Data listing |
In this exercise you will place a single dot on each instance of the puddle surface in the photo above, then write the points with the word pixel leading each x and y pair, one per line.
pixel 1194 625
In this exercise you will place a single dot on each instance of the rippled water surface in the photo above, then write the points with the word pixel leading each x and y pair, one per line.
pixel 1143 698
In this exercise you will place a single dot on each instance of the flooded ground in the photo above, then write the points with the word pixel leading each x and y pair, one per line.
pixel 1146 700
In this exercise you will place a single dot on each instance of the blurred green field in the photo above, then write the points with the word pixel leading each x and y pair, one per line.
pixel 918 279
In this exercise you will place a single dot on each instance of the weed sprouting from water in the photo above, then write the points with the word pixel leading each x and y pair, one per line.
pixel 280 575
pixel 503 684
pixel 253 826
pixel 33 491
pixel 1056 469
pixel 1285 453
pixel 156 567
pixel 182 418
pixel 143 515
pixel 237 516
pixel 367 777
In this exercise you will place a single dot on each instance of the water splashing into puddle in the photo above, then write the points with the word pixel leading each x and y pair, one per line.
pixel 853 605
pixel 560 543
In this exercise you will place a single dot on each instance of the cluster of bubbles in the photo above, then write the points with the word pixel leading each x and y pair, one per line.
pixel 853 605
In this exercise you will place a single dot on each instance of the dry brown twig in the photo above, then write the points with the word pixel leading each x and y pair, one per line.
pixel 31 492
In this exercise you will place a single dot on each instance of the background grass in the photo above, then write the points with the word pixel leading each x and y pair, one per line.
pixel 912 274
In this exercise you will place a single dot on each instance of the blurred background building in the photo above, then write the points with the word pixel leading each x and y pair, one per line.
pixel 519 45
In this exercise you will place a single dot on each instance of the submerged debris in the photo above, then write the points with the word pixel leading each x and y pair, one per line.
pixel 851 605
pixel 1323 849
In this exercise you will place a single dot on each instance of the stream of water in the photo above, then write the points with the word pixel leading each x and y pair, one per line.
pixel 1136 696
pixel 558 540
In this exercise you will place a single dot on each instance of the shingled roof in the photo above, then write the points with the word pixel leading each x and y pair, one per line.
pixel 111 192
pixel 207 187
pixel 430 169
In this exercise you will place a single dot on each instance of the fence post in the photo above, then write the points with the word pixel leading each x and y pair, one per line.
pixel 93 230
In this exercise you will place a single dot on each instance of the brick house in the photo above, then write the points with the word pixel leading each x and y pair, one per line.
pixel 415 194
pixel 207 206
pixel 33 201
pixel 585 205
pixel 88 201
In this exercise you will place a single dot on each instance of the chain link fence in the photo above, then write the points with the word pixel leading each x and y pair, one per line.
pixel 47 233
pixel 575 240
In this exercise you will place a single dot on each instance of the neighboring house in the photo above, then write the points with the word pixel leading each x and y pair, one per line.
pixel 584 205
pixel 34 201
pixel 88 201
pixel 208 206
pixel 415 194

GIVEN PROBLEM | Turn every line of the entries above into one numbered list, leaving out any blank lines.

FINISHED TASK |
1. In this exercise you will place a single dot on each instance of the puddle surface in the photo above, then write the points with the word pixel leading each x and y pair, one per line.
2. pixel 1194 625
3. In this exercise you will place a single dot on each instance of the rippled water surface in the photo above, then write the points with the word pixel leading each x and y pair, one per line.
4. pixel 1143 698
5. In this exercise you will place a single dot on each instance of the flooded ground in the photo above, then write the points with the word pixel leading each x and y pair, one per line.
6. pixel 1146 700
7. In this exercise you will place a single dot on each instance of the blurred green field in the photo above, then write the points with the word pixel leading each x and y pair, one per line.
8. pixel 918 279
9. In this exercise you will place a single dot on each instance of the weed sprouting from water in the photo above, then write the points with the word pixel leading each x and y pair, one per line.
10. pixel 280 575
11. pixel 503 684
12. pixel 253 826
13. pixel 33 491
14. pixel 1056 469
15. pixel 1285 453
16. pixel 156 567
17. pixel 182 418
18. pixel 143 515
19. pixel 237 516
20. pixel 367 777
21. In this exercise you will place a single dot on each instance of the water splashing into puddle in the photo above, then write the points with the word pixel leading each x and y pair, one per line.
22. pixel 853 605
23. pixel 560 543
24. In this exercise you will place a single dot on each instance of the cluster of bubbles in the photo above, then write the points with the word pixel leading each x and y pair, one per line.
25. pixel 853 605
26. In this exercise you will place a single dot on each instance of the dry brown twig in the photo above, then write the points with the word pixel leading each x and y pair, one per line.
27. pixel 31 492
28. In this exercise you will place a single dot on each instance of the background grass in the photo above, then write the points with the word pixel leading each x and y pair, one per line.
29. pixel 912 274
30. In this exercise you will place a single dot on each instance of the blurred background building in the photo above, then write the points with the word pixel leading each x and y pair, one per line.
31. pixel 519 45
32. In this exercise you will place a single dot on each instance of the submerged debris in the photo above, then write the points with the word pixel leading each x and y pair, one per line.
33. pixel 851 605
34. pixel 1323 849
35. In this exercise you will place a single dot on each instance of the stream of water in the photo above, then write the points with the word pixel leading each x and y pair, one per line.
36. pixel 1136 696
37. pixel 558 540
38. In this exercise you will place a single dot on each instance of the shingled roof in the photo above, then write the points with the word pixel leading each x and y pair, one per line.
39. pixel 111 192
40. pixel 207 187
41. pixel 430 169
42. In this exercise you will place a single dot on each instance of the fence post in the photo above, then write the points with the word pixel leading each x and y pair, one per line.
43. pixel 93 230
44. In this exercise you will place a single dot on each instance of the brick house in the photo above, then write the points with the word pixel leading each x and y pair, one per line.
45. pixel 415 194
46. pixel 207 206
47. pixel 33 201
48. pixel 585 205
49. pixel 88 201
50. In this exercise you will place a single dot on each instance of the chain link fence in the photo above, then write the points with the word pixel leading each x and y pair, one per line.
51. pixel 47 233
52. pixel 575 240
53. In this exercise you will place a single dot on each instance of the neighboring house in the photo above, then write the points with the word pixel leading each x and y pair, one per line.
54. pixel 584 205
55. pixel 34 201
56. pixel 88 201
57. pixel 208 206
58. pixel 415 194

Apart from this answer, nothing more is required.